* [Assignment]
The required result is every line of the records that includes "shadow".

* [Provided material]
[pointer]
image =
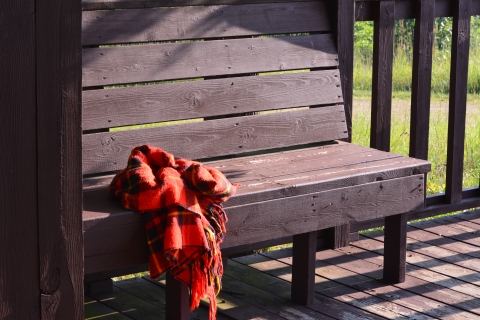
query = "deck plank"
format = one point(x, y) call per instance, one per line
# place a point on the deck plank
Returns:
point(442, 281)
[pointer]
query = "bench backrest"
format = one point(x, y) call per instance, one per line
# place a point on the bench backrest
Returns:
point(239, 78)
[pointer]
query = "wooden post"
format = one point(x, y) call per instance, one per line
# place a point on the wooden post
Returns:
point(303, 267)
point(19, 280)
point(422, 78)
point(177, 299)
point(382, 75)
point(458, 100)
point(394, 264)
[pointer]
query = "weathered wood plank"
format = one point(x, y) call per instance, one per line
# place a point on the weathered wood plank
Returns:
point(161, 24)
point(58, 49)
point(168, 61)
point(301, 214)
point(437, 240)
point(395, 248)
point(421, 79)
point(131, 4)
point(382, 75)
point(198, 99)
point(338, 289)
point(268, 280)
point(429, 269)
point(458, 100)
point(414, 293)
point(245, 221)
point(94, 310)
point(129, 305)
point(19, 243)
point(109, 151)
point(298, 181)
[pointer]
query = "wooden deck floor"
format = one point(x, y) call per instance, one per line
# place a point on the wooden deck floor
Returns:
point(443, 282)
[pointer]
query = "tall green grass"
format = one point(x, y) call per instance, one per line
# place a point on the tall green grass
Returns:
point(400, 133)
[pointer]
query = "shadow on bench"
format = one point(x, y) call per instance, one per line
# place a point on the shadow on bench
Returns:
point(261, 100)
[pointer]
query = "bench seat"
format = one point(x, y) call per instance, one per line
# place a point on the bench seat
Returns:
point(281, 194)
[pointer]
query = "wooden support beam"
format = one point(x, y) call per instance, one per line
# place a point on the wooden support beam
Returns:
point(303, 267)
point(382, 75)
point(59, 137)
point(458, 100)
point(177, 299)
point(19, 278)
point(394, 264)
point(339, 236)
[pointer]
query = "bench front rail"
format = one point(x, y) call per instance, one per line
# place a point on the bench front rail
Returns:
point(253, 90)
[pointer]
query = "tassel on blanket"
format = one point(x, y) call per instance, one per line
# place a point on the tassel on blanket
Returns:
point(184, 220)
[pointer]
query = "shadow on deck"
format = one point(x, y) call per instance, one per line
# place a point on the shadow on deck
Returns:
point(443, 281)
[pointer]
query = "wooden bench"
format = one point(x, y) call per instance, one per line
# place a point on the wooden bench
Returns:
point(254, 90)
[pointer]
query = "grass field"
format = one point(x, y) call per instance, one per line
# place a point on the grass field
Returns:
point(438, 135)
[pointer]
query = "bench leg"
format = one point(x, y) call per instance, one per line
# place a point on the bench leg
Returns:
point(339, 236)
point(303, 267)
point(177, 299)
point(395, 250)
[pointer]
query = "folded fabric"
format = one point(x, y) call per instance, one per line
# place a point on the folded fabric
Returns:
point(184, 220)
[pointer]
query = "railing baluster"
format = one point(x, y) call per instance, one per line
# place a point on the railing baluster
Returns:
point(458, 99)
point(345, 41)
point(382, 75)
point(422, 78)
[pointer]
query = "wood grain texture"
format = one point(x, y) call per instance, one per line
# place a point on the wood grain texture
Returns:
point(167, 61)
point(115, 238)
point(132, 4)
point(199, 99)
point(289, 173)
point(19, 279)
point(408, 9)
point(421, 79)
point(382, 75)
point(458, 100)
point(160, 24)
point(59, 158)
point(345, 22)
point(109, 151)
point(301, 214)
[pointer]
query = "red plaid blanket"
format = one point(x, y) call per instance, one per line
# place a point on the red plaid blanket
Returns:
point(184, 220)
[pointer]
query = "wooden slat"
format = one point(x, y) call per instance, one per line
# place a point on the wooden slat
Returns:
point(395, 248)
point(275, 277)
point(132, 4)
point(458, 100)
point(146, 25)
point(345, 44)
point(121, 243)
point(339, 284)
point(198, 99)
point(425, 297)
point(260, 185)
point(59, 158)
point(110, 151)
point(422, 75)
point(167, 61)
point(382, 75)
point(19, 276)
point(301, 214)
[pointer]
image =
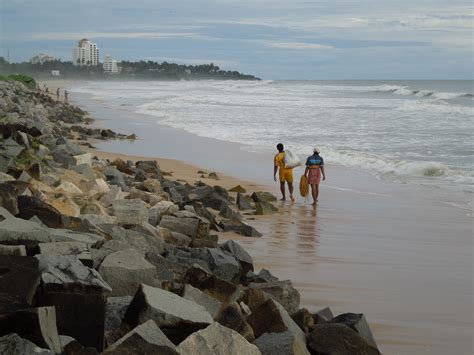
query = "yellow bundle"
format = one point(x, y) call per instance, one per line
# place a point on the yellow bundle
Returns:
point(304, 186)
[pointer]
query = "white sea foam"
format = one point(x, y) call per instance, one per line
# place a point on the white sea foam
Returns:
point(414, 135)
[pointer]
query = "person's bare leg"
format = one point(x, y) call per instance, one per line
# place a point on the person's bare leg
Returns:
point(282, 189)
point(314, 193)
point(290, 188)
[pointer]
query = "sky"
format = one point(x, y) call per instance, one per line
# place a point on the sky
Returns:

==

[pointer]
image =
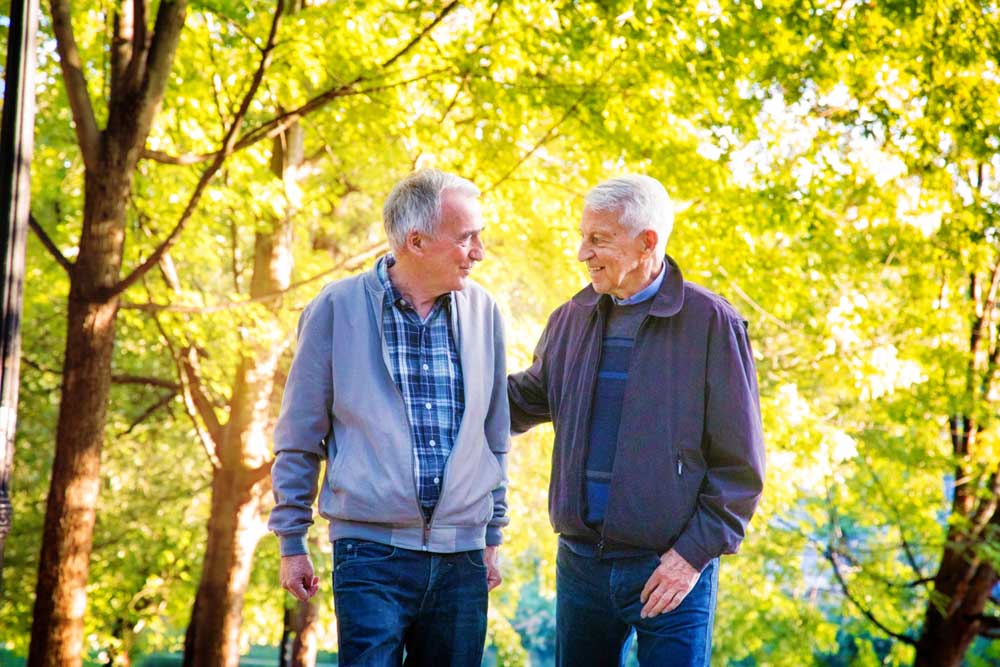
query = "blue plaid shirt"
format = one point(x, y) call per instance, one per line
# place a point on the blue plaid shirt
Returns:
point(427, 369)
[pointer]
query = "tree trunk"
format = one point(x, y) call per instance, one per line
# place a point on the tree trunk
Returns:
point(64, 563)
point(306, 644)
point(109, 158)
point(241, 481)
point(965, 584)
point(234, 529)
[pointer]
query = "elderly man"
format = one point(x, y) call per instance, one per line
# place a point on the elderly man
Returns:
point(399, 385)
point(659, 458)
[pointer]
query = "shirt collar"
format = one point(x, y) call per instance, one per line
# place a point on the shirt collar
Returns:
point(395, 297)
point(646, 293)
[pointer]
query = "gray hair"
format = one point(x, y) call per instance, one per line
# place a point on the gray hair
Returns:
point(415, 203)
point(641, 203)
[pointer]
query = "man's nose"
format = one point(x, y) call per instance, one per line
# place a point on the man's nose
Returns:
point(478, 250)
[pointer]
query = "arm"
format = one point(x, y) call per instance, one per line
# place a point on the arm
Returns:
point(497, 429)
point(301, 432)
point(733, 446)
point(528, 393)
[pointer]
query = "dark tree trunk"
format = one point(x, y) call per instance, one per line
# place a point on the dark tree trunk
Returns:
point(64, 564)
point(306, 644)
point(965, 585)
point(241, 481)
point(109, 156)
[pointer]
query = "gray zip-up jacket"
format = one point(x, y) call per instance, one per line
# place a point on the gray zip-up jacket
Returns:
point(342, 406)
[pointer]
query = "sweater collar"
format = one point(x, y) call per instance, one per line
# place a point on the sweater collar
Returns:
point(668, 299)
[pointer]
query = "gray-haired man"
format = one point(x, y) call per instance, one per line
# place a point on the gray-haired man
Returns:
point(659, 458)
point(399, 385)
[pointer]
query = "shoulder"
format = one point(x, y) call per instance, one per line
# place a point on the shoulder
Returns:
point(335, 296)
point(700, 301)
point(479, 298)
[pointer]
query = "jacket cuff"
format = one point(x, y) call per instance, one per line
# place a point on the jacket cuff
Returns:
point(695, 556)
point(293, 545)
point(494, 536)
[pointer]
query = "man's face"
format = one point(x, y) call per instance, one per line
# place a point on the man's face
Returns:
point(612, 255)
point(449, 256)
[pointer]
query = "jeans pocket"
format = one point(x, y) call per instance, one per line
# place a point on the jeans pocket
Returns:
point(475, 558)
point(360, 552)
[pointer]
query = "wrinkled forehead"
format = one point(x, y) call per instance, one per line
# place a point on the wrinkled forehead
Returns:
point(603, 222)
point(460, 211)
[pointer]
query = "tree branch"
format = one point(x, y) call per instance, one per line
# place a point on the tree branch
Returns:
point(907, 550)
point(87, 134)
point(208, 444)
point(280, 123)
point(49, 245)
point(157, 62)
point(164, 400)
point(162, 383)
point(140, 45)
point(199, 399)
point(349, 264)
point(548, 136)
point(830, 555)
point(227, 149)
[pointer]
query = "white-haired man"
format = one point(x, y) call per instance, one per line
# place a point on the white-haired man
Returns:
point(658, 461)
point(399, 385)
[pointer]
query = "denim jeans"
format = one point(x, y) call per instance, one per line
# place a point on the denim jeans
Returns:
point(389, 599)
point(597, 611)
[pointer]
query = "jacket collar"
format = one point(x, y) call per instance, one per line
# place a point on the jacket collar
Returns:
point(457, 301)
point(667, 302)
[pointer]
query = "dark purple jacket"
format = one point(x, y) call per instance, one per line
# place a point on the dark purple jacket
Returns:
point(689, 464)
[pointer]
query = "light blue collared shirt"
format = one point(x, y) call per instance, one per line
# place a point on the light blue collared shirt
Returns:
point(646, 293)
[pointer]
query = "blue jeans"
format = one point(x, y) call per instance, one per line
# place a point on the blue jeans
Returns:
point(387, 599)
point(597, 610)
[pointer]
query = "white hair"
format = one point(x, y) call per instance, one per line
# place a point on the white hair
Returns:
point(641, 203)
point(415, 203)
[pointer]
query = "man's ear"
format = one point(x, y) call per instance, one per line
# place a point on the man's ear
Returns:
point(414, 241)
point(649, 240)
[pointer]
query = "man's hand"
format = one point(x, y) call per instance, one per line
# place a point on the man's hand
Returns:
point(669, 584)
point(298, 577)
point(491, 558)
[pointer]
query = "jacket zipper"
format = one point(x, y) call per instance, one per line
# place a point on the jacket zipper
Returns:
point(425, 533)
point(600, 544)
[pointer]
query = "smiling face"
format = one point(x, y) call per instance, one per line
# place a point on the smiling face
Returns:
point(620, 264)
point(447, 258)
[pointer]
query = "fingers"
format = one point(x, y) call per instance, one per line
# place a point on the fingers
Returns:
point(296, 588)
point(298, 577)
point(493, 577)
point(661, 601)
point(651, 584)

* [Answer for this exercise]
query = "shadow on bench"
# place a point on the shadow on bench
query = "shadow on deck"
# place a point on the shadow on deck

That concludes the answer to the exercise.